▶ **Exercise goal**
Print the lines exactly as they appear, from the start of the records through the line containing "negative clicks: (168, 508) (1247, 538)".

===== Listed entries =====

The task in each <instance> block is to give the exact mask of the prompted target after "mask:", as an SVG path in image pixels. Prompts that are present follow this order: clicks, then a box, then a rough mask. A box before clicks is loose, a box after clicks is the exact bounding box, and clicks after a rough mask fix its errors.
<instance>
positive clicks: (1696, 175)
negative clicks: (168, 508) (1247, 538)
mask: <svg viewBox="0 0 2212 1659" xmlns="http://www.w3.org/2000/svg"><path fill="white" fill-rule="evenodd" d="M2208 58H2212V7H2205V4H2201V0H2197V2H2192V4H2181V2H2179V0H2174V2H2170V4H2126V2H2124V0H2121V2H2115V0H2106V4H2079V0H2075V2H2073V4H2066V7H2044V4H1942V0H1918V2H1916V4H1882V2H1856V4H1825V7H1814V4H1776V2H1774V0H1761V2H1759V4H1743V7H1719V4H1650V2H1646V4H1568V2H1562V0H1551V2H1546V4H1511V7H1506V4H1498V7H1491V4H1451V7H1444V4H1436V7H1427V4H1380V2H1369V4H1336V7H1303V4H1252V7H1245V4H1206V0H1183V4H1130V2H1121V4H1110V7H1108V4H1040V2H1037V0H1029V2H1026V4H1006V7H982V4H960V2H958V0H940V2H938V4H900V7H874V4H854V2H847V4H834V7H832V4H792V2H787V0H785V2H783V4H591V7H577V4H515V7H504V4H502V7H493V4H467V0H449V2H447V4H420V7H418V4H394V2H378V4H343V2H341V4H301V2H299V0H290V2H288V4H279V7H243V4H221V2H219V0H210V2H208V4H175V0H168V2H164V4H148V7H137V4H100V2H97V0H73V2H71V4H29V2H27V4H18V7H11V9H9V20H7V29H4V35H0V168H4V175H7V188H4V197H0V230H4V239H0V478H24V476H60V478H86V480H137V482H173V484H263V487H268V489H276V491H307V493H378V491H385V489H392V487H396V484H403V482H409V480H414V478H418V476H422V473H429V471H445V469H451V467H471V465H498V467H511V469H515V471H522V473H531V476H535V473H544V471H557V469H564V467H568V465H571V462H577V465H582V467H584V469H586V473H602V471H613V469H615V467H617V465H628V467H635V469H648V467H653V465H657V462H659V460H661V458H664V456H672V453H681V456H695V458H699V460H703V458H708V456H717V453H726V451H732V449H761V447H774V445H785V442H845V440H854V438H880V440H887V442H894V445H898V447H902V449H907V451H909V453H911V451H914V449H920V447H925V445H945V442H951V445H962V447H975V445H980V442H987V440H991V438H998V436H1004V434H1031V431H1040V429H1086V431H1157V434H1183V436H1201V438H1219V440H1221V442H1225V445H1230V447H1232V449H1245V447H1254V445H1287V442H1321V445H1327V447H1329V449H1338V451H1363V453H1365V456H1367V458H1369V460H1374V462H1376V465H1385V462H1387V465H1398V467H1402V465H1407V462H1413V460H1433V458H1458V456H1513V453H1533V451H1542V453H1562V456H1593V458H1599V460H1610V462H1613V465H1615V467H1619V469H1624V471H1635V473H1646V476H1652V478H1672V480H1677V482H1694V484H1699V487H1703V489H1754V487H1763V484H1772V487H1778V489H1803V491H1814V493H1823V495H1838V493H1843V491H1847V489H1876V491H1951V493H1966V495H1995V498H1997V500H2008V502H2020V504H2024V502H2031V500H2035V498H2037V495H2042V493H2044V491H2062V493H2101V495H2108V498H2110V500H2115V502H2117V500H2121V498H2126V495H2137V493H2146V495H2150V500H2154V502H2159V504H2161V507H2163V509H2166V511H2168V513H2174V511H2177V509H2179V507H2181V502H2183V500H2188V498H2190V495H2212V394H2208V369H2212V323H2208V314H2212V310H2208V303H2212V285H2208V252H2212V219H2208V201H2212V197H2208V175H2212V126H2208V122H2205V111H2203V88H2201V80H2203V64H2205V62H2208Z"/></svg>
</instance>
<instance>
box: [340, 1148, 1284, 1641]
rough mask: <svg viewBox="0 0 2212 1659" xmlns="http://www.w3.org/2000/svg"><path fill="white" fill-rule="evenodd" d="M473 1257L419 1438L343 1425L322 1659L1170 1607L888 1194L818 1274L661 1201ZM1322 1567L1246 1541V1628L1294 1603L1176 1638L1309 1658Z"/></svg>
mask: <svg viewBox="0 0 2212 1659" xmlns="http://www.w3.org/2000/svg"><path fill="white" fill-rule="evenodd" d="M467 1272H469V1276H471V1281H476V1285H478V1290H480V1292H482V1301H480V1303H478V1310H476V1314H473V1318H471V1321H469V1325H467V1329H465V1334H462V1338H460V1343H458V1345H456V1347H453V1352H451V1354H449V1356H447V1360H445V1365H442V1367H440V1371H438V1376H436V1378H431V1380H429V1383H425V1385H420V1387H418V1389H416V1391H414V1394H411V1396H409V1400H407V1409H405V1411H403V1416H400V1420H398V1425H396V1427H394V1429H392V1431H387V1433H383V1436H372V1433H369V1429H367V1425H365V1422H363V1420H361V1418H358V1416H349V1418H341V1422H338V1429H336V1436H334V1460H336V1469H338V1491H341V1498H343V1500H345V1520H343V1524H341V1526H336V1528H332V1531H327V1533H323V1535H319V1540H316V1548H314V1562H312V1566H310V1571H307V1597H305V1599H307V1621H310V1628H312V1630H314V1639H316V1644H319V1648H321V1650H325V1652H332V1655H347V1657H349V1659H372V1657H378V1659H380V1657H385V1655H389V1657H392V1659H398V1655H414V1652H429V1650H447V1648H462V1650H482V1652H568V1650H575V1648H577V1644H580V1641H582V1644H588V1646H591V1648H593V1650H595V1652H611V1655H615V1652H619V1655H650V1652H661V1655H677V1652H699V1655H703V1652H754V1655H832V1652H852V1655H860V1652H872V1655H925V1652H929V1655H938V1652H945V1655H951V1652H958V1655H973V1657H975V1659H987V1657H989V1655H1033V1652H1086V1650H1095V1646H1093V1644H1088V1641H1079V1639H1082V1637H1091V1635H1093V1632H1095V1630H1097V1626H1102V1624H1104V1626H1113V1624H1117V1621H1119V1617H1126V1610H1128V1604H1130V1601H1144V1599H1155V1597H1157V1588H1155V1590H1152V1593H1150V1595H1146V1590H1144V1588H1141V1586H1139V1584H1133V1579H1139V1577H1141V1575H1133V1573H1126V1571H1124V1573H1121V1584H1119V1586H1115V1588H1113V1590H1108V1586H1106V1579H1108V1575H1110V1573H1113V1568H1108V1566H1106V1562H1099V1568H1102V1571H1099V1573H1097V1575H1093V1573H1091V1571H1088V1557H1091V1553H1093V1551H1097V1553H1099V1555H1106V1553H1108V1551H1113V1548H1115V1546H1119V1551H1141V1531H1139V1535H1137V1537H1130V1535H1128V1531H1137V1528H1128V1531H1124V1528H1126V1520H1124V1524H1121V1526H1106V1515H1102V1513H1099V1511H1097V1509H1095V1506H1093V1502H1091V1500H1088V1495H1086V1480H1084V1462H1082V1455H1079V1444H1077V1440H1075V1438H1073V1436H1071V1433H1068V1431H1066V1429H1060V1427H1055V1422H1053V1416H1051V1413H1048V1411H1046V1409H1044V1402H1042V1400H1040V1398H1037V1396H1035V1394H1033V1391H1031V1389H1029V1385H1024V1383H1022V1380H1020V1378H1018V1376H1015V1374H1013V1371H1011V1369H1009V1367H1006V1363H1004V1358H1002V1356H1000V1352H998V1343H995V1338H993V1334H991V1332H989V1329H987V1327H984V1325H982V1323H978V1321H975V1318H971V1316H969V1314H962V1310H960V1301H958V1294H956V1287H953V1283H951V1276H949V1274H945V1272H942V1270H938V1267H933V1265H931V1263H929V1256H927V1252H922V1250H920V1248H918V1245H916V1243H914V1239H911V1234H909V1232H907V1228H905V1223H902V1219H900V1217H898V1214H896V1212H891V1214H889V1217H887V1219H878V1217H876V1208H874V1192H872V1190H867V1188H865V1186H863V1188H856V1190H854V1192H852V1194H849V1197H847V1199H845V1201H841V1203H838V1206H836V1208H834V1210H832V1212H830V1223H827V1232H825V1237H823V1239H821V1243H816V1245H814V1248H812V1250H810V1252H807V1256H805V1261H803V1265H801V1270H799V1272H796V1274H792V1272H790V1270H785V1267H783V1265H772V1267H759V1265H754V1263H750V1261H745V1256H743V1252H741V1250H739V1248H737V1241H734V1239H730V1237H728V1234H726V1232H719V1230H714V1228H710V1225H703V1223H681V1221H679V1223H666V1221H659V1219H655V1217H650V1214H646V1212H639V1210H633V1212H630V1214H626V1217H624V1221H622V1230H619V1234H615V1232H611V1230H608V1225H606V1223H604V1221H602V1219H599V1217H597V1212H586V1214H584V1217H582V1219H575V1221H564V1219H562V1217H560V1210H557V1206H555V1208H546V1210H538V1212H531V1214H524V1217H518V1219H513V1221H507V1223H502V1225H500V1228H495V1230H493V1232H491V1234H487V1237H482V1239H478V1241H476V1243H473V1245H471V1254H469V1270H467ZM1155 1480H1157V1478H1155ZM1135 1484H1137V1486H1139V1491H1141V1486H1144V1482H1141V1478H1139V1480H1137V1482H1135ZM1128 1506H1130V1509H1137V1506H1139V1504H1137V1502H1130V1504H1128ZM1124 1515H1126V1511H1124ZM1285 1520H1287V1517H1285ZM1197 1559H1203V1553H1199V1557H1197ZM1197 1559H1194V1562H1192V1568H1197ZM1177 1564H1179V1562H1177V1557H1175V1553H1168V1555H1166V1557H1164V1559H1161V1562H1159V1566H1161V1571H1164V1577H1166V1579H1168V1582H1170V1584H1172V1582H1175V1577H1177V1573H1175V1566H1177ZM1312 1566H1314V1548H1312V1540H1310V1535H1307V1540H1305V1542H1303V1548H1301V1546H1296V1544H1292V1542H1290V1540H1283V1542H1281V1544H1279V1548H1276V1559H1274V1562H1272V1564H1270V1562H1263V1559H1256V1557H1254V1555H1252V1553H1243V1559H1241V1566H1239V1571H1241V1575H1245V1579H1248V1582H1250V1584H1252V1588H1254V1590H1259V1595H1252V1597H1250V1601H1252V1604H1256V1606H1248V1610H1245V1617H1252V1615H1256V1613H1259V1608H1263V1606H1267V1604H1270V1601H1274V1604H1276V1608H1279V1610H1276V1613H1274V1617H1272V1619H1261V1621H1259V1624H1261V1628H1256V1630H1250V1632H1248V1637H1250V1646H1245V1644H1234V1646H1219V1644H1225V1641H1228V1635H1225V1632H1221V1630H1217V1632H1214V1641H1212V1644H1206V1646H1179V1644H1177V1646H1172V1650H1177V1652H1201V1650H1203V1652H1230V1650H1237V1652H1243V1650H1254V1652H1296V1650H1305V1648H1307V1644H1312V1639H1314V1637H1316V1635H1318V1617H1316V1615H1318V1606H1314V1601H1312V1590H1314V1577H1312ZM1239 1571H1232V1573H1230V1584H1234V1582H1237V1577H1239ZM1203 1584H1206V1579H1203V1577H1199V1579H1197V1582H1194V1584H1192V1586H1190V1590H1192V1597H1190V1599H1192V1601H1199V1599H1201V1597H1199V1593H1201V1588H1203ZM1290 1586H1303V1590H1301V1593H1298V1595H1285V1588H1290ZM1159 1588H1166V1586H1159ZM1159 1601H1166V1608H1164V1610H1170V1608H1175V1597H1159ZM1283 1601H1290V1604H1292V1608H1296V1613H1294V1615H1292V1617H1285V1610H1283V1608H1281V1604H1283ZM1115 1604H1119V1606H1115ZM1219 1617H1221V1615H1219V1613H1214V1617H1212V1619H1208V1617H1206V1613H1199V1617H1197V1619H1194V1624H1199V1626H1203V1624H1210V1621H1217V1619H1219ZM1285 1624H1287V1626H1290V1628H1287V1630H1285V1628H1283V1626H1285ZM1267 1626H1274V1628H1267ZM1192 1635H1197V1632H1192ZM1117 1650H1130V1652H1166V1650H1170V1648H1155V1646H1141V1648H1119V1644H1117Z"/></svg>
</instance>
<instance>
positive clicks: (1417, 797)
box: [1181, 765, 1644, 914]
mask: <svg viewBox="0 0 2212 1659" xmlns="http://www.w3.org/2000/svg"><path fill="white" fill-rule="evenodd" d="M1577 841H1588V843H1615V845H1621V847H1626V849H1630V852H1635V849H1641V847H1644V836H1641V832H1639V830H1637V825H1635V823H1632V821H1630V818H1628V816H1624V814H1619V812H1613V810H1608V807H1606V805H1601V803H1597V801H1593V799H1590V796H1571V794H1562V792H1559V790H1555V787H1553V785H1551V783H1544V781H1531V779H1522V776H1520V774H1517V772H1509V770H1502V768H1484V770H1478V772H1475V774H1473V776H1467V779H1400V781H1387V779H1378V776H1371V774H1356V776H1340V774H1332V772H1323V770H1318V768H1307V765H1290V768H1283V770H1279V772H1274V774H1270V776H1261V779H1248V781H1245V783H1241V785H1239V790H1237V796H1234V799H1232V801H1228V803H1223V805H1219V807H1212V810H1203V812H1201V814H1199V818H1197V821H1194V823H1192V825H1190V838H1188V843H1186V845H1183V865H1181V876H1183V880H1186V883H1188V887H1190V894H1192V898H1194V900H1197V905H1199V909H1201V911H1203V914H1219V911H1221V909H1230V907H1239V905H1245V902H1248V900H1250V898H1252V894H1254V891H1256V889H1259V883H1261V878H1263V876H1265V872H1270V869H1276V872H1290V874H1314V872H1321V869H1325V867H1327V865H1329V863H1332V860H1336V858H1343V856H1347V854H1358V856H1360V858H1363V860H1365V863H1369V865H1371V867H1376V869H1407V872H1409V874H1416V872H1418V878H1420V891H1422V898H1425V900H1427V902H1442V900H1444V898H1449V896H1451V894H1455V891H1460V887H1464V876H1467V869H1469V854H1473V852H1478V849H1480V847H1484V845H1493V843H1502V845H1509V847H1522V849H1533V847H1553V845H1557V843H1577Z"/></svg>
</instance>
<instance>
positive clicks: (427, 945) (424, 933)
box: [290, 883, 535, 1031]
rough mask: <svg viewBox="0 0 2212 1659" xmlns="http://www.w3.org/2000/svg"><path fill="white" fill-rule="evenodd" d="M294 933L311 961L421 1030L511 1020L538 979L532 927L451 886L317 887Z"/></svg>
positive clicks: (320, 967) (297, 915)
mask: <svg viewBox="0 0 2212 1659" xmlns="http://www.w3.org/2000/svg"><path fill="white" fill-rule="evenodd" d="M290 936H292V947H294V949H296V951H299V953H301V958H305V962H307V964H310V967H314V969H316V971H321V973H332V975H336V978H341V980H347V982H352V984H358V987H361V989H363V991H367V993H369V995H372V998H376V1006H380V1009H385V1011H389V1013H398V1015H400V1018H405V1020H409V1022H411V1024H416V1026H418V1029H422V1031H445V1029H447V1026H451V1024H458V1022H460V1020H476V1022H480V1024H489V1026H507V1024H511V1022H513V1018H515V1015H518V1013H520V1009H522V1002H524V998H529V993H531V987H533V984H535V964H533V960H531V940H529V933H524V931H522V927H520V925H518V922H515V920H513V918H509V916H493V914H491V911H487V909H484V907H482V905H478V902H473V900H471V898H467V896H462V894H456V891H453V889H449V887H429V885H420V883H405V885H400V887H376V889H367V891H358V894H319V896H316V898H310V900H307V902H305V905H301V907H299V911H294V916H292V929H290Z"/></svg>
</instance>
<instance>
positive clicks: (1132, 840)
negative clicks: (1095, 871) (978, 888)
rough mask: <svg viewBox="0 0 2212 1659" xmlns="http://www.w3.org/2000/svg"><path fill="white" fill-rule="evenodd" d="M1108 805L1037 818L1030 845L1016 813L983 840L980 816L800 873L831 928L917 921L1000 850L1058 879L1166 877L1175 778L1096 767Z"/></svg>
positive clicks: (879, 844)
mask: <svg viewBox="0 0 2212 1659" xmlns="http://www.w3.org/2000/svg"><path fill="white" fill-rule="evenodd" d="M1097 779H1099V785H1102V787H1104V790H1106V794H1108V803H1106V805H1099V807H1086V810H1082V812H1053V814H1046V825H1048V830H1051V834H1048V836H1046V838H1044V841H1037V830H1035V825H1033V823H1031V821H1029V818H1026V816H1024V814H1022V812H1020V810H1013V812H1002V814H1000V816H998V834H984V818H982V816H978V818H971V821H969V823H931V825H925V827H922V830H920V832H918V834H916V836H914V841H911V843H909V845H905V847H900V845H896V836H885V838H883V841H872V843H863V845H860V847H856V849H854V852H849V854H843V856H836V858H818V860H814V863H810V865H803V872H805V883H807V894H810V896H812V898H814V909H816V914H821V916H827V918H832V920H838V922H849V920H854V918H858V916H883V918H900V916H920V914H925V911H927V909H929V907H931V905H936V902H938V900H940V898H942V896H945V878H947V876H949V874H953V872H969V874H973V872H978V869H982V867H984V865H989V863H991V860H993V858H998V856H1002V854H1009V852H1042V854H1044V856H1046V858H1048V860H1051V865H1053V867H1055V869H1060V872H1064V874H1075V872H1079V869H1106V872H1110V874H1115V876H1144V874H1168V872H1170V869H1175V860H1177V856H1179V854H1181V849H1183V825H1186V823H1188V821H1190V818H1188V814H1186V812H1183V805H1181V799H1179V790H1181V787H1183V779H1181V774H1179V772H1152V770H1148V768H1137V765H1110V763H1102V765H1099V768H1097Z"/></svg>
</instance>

=====

▶ **Solution**
The task in each <instance> block is to give the exact mask of the prompted target after "mask:", as an SVG path in image pixels. Prompts that are present follow this order: clicks, then a box, then a rough mask. A box before clicks is loose, a box after clicks is the exact bounding box, and clicks after a rough mask fix its errors.
<instance>
positive clicks: (1696, 175)
negative clicks: (168, 508) (1247, 538)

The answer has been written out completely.